GOAL –
Express the records from the line containing "Which pixel lies on the palm tree trunk?" up to and including the line containing "pixel 221 531" as a Markdown table with the columns Row and Line, numbering each row and leaving out blank lines.

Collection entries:
======

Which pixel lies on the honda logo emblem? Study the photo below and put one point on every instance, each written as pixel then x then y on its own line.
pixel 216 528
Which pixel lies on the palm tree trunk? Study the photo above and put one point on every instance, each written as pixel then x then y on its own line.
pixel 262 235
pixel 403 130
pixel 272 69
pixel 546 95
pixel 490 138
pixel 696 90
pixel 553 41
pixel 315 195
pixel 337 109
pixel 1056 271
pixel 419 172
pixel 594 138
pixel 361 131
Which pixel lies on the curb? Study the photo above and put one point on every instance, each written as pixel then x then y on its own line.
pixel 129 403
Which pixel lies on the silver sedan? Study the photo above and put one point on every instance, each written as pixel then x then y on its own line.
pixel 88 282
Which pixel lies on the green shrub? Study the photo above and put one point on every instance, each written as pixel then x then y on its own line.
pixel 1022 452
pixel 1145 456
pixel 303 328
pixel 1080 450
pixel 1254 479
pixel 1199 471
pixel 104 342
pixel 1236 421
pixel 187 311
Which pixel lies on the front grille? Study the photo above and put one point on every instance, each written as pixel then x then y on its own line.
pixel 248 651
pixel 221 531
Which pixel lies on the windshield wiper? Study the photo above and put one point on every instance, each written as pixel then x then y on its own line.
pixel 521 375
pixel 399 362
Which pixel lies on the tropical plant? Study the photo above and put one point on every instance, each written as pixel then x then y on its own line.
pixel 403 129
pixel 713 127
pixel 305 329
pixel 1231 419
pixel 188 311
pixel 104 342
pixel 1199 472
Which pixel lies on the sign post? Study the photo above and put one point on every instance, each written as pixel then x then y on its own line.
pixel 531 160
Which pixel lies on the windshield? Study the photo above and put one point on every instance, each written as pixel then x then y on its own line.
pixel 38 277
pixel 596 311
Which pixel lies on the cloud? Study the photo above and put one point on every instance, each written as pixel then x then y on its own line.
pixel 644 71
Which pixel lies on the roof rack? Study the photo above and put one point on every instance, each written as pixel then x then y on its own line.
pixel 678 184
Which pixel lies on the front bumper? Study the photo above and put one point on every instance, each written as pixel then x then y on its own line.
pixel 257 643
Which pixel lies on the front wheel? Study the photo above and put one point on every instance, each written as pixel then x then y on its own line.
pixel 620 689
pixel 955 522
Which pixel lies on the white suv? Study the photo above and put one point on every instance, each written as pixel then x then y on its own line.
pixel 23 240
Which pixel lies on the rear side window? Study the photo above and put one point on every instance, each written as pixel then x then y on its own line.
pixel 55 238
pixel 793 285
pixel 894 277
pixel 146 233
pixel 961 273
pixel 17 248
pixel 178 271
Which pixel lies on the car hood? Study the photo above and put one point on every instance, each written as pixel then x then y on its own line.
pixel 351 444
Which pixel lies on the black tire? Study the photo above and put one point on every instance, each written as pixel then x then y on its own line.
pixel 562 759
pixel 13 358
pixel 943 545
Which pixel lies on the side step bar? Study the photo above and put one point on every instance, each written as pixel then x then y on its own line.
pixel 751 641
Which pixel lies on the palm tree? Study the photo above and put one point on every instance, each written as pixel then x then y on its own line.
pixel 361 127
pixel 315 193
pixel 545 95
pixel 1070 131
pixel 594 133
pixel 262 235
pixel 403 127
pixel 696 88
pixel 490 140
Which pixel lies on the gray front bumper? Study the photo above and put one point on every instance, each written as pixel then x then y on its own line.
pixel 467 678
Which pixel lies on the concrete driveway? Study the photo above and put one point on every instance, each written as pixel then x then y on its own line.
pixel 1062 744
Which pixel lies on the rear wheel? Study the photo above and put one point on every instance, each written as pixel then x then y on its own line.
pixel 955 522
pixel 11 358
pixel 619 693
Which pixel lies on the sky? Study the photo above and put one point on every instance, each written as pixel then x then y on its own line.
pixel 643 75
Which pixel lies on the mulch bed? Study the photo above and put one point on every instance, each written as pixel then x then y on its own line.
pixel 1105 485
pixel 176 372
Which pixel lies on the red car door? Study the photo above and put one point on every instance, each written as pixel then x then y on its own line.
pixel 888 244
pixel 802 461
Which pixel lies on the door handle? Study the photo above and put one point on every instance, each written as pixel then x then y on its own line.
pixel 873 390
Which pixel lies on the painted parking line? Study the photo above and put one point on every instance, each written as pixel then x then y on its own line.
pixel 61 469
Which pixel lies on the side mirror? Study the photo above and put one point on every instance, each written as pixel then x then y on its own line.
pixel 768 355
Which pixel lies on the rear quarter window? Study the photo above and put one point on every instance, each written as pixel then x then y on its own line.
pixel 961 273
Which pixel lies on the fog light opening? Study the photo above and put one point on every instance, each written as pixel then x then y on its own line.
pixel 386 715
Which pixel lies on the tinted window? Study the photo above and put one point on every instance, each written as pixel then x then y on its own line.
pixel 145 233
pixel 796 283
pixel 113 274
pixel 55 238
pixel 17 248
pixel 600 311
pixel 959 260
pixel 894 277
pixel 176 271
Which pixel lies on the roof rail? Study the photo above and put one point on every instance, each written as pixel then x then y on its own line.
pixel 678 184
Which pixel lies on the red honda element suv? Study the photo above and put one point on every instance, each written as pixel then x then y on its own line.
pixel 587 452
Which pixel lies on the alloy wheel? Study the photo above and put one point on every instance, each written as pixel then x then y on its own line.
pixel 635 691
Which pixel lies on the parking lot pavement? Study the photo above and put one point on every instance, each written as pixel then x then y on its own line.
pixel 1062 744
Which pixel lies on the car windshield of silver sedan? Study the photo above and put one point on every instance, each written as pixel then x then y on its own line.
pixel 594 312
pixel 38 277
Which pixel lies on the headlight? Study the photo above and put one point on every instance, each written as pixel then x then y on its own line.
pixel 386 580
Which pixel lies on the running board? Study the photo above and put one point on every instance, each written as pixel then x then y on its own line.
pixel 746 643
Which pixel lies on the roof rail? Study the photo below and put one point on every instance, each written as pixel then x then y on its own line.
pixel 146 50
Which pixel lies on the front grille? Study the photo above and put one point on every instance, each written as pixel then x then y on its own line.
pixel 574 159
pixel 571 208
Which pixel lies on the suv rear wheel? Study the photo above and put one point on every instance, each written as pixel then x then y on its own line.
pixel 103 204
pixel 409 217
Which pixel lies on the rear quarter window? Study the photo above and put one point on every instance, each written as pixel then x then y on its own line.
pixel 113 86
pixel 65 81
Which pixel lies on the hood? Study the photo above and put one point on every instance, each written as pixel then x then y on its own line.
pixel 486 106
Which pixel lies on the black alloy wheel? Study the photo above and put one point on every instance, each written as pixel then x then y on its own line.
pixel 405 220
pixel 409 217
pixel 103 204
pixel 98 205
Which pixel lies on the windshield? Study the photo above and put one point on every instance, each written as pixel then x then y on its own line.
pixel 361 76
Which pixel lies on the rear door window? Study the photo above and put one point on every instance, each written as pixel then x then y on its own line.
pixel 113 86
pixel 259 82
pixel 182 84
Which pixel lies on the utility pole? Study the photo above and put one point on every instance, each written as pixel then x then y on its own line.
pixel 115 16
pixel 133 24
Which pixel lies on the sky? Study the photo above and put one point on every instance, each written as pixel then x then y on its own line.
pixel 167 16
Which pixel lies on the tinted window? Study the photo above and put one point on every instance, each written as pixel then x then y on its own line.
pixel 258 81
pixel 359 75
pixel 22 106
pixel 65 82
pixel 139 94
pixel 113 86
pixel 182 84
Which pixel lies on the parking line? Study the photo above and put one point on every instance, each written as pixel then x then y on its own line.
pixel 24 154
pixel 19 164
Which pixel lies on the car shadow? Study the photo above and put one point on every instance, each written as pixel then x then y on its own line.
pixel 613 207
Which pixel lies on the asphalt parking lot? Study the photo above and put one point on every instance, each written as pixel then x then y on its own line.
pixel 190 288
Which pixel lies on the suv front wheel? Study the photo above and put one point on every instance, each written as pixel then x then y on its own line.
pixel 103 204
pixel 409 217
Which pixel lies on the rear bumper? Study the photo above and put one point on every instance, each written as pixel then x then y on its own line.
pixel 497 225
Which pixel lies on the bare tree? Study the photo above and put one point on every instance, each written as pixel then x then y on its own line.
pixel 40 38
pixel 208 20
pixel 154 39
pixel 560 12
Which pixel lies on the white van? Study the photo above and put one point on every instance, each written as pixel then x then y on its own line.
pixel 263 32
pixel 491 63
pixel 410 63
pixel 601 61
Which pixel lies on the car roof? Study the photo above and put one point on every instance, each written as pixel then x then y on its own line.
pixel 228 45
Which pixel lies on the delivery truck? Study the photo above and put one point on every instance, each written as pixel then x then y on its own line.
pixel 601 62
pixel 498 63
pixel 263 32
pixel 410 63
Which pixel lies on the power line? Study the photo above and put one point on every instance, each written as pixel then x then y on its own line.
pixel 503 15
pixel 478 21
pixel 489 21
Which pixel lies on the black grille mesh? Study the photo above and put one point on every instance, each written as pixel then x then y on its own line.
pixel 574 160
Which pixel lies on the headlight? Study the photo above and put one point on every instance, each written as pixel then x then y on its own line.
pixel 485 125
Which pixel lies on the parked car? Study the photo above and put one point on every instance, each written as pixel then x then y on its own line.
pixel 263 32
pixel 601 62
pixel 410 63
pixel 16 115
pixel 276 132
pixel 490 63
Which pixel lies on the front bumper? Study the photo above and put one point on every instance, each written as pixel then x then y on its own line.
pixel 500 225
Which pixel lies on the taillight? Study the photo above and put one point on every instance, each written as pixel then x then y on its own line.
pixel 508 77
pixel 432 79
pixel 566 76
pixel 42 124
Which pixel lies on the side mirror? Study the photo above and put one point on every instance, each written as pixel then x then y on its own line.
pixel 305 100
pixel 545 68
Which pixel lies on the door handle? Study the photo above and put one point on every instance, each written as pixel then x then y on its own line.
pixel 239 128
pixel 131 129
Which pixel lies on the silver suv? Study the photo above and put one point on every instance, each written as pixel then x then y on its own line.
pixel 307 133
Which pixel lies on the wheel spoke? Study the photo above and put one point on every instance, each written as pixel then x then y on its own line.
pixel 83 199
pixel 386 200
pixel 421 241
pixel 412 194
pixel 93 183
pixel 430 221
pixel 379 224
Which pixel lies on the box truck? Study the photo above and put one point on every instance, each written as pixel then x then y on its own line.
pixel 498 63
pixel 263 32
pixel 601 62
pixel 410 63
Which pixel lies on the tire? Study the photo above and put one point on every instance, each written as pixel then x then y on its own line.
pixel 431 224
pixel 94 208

======

SOLUTION –
| Row | Line |
|---|---|
| 1 | Which pixel lies on the palm tree trunk? Study the photo above and put one point on every instance, each written as pixel then x then y on its own line. |
| 2 | pixel 262 235 |
| 3 | pixel 403 130 |
| 4 | pixel 272 69 |
| 5 | pixel 546 95 |
| 6 | pixel 490 138 |
| 7 | pixel 696 90 |
| 8 | pixel 553 41 |
| 9 | pixel 315 195 |
| 10 | pixel 337 109 |
| 11 | pixel 1056 271 |
| 12 | pixel 419 172 |
| 13 | pixel 594 138 |
| 14 | pixel 361 131 |
| 15 | Which pixel lies on the curb? Study the photo above and put one point on every instance, each written as pixel then x then y on its own line. |
| 16 | pixel 129 403 |
| 17 | Which pixel lies on the silver sedan? Study the photo above and put one point on every instance, each written as pixel then x then y on its own line. |
| 18 | pixel 88 282 |
| 19 | Which pixel lies on the green shrub? Study the photo above and put one point on every instance, each written as pixel then x then y on its own line. |
| 20 | pixel 1022 452 |
| 21 | pixel 1145 456 |
| 22 | pixel 303 328 |
| 23 | pixel 1080 450 |
| 24 | pixel 1254 479 |
| 25 | pixel 1199 471 |
| 26 | pixel 104 342 |
| 27 | pixel 1236 421 |
| 28 | pixel 187 311 |
| 29 | Which pixel lies on the front grille? Study the photo above and put one point on every instance, each written as pixel then x then y on its own line. |
| 30 | pixel 248 651 |
| 31 | pixel 221 531 |